Collected data entries:
● ● ● ● ● ● ●
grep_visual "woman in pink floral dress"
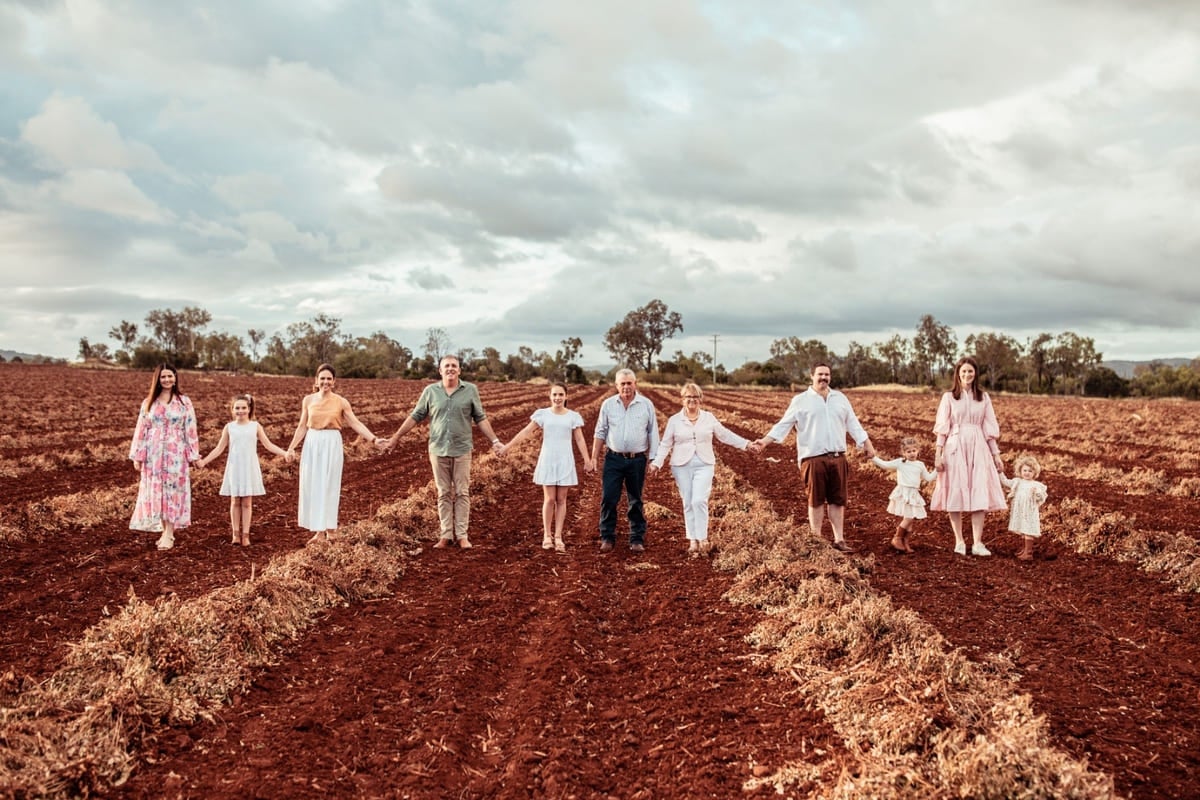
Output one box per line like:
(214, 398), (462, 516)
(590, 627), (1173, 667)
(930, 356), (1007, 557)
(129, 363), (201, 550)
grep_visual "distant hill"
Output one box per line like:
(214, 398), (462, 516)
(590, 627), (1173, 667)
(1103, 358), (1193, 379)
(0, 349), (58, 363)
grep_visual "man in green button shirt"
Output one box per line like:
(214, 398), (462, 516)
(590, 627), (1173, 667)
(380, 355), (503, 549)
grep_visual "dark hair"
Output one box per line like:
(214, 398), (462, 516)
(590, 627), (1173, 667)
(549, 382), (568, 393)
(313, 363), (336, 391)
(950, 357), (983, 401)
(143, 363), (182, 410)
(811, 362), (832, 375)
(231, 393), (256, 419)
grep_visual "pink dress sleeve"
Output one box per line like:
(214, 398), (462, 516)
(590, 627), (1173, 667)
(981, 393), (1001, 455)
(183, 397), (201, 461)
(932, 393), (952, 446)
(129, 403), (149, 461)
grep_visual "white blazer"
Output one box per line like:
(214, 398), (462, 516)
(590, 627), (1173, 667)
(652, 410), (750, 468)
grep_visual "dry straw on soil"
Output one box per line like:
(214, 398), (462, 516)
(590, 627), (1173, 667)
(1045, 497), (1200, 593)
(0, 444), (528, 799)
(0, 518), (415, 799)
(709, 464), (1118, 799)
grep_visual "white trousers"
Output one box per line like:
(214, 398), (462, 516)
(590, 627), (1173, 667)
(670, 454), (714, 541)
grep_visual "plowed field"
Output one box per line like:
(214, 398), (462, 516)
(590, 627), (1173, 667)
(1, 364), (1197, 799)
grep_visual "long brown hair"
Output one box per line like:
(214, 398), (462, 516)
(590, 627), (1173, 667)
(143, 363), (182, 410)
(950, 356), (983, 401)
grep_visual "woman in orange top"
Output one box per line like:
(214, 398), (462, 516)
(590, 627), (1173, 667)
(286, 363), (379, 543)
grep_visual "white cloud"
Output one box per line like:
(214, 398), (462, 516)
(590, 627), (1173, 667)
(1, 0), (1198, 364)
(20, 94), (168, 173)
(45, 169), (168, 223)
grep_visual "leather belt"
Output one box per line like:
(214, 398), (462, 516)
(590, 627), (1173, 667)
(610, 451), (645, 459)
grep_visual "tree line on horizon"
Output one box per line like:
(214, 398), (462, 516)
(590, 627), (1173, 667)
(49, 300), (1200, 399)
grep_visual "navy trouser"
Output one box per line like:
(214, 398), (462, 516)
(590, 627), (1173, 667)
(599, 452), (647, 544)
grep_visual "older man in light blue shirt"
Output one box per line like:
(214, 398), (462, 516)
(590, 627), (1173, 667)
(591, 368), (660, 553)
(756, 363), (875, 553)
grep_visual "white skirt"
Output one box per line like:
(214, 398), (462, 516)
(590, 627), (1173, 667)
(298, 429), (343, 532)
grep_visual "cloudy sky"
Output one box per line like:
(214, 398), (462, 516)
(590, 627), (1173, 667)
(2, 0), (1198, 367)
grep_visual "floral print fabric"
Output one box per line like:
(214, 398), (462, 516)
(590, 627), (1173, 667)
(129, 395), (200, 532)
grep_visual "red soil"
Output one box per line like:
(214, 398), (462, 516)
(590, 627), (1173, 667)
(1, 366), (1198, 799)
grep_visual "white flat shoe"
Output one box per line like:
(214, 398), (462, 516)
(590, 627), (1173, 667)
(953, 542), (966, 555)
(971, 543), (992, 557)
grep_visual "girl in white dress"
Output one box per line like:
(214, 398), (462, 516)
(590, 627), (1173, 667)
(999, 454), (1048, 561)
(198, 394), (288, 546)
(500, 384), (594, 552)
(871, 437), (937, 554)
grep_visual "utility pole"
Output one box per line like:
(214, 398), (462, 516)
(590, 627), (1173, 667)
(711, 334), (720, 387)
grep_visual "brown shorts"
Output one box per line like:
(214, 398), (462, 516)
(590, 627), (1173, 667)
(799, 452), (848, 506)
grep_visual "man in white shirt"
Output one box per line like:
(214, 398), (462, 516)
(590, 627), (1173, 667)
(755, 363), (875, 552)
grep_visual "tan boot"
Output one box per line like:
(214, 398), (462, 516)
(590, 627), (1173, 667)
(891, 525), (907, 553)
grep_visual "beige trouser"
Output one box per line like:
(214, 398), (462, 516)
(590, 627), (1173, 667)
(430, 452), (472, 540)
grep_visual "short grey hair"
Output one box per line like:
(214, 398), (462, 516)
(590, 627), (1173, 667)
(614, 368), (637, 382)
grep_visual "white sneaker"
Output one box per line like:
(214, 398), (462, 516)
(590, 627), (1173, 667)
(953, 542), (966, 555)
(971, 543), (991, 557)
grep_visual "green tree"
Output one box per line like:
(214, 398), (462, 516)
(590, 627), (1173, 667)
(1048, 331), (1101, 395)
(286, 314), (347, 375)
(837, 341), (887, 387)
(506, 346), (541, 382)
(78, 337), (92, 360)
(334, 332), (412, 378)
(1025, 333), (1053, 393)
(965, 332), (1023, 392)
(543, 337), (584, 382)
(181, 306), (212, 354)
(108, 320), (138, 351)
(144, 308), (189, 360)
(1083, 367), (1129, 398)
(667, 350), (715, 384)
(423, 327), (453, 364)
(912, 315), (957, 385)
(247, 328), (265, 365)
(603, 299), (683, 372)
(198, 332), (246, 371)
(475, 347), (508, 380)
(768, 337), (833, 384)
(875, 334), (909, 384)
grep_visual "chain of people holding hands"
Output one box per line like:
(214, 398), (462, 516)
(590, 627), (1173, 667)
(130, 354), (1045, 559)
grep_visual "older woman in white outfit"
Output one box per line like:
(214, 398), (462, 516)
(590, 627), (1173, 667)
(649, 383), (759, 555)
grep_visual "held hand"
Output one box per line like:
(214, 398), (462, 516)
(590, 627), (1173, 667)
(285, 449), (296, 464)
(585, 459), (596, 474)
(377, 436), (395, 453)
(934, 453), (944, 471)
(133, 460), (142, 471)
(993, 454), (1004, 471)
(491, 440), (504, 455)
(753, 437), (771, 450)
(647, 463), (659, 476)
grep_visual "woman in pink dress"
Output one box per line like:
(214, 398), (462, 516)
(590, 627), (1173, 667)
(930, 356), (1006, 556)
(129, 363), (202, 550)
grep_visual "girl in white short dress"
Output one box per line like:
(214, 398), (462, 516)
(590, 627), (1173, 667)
● ● ● ● ● ● ●
**THE PROBLEM:**
Set down the records again verbatim, with no pictures.

**TASK SOLUTION:**
grep_visual "woman in pink floral dress"
Output one box per line like:
(214, 398), (462, 516)
(590, 627), (1173, 667)
(930, 356), (1007, 557)
(129, 363), (201, 550)
grep_visual "distant hill"
Output one box per line like:
(214, 398), (462, 516)
(590, 627), (1173, 667)
(1103, 358), (1193, 379)
(0, 349), (58, 363)
grep_visual "man in green button shirt"
Output one box per line like:
(214, 398), (462, 516)
(590, 627), (1173, 667)
(380, 355), (503, 549)
grep_visual "dark hair"
Output one box per line like:
(214, 398), (462, 516)
(590, 627), (1173, 667)
(549, 382), (568, 393)
(313, 363), (336, 391)
(950, 357), (983, 401)
(143, 363), (182, 410)
(811, 362), (832, 375)
(231, 393), (256, 419)
grep_visual "pink dress sleeve"
Output one box per line like:
(214, 398), (462, 516)
(590, 627), (1173, 667)
(981, 393), (1001, 455)
(183, 397), (201, 461)
(932, 393), (952, 446)
(129, 403), (149, 461)
grep_visual "white blazer"
Output one box per line like:
(214, 398), (462, 516)
(590, 627), (1173, 667)
(652, 410), (750, 468)
grep_visual "dry straw on soil"
Output one box per line like:
(214, 398), (462, 516)
(590, 627), (1173, 667)
(1045, 497), (1200, 593)
(0, 444), (528, 799)
(0, 518), (415, 799)
(709, 464), (1118, 799)
grep_visual "white trousers"
Output one box per line like:
(214, 398), (462, 516)
(590, 627), (1173, 667)
(670, 454), (714, 541)
grep_visual "plowed field"
Output one box per line like:
(214, 398), (462, 516)
(590, 627), (1173, 667)
(1, 364), (1197, 799)
grep_visual "long brown hair"
Output one box per line like:
(214, 398), (462, 516)
(590, 627), (1173, 667)
(143, 363), (182, 410)
(950, 356), (983, 401)
grep_visual "woman in orange top"
Output one box per line like:
(214, 398), (462, 516)
(590, 627), (1173, 667)
(286, 363), (379, 543)
grep_visual "white cloud"
Output one box per line like:
(214, 398), (462, 516)
(590, 627), (1173, 667)
(1, 0), (1198, 364)
(20, 94), (168, 173)
(45, 169), (168, 223)
grep_visual "leather belt"
Output one box per line like:
(214, 398), (462, 516)
(590, 627), (1173, 667)
(610, 451), (645, 459)
grep_visual "tree line on horizon"
Output one box per line like:
(214, 398), (462, 516)
(590, 627), (1173, 667)
(49, 300), (1200, 399)
grep_visual "navy trouser"
Output one box per line like:
(214, 398), (462, 516)
(590, 627), (1173, 667)
(599, 452), (647, 544)
grep_visual "older man in light blue shirt"
Output one box per line like:
(214, 398), (462, 516)
(590, 627), (1173, 667)
(591, 368), (660, 553)
(756, 363), (875, 553)
grep_visual "white skirt"
Output one box per line like:
(214, 398), (462, 516)
(590, 627), (1173, 667)
(298, 429), (343, 532)
grep_visual "cloudy sky"
Output one box per line like:
(214, 398), (462, 516)
(590, 627), (1173, 667)
(2, 0), (1198, 367)
grep_visual "floral print fabric"
Output one box per line like:
(214, 398), (462, 516)
(590, 627), (1173, 667)
(129, 395), (200, 532)
grep_visual "red soil"
Output one box per line like:
(214, 398), (462, 516)
(590, 627), (1173, 667)
(1, 366), (1198, 799)
grep_visual "white flat shoe"
Output one box per line like:
(214, 398), (462, 516)
(590, 627), (1173, 667)
(953, 542), (966, 555)
(971, 543), (992, 557)
grep_visual "girl in white dress"
Output one box per line like:
(214, 398), (462, 516)
(590, 627), (1173, 667)
(999, 454), (1048, 561)
(198, 394), (288, 546)
(500, 384), (594, 552)
(871, 437), (937, 554)
grep_visual "utility pole"
Output one box per line like:
(214, 398), (462, 516)
(590, 627), (1173, 667)
(711, 334), (720, 387)
grep_visual "brown shorts"
Output one box per line like:
(214, 398), (462, 516)
(590, 627), (1173, 667)
(799, 452), (848, 506)
grep_visual "man in white shirt"
Output one box per line like:
(214, 398), (462, 516)
(590, 627), (1173, 667)
(755, 363), (875, 552)
grep_visual "tan boot"
Output one box per line like:
(214, 398), (462, 516)
(590, 627), (1173, 667)
(891, 525), (907, 553)
grep_visual "beige trouser"
Output one box per line like:
(214, 398), (462, 516)
(590, 627), (1173, 667)
(430, 452), (472, 540)
grep_visual "short grey hair"
Output one box per line like:
(214, 398), (462, 516)
(590, 627), (1173, 667)
(614, 368), (637, 382)
grep_visual "white sneaker"
Output one box per line like:
(214, 398), (462, 516)
(590, 627), (1173, 667)
(953, 542), (966, 555)
(971, 543), (991, 557)
grep_visual "green tree"
Output one box per line like:
(214, 398), (462, 516)
(590, 627), (1173, 667)
(1048, 331), (1101, 395)
(286, 314), (347, 375)
(837, 341), (887, 387)
(506, 346), (541, 382)
(78, 337), (92, 360)
(334, 332), (412, 378)
(1025, 333), (1053, 393)
(965, 332), (1023, 392)
(543, 337), (584, 382)
(181, 306), (212, 354)
(108, 320), (138, 351)
(144, 308), (189, 360)
(1083, 367), (1129, 398)
(667, 350), (715, 384)
(423, 327), (453, 364)
(912, 315), (957, 385)
(247, 328), (265, 365)
(603, 299), (683, 372)
(198, 332), (246, 371)
(475, 347), (508, 380)
(768, 337), (833, 384)
(875, 334), (909, 384)
grep_visual "chain of people holding hands"
Output one box per line like:
(214, 398), (462, 516)
(590, 627), (1173, 667)
(130, 354), (1045, 559)
grep_visual "older woman in white outfit"
Output one box per line like:
(214, 398), (462, 516)
(590, 627), (1173, 667)
(649, 383), (759, 555)
grep_visual "held hand"
Output one box per line like:
(214, 398), (462, 516)
(590, 627), (1173, 667)
(285, 449), (296, 464)
(585, 459), (596, 474)
(377, 436), (395, 453)
(934, 453), (944, 471)
(133, 460), (142, 471)
(993, 454), (1004, 471)
(491, 440), (504, 455)
(753, 437), (771, 450)
(647, 463), (659, 476)
grep_visual "woman in pink dress"
Output one box per line like:
(214, 398), (462, 516)
(590, 627), (1173, 667)
(930, 356), (1006, 556)
(129, 363), (202, 550)
grep_visual "girl in white short dress"
Output one box per line like:
(214, 398), (462, 516)
(590, 627), (1173, 667)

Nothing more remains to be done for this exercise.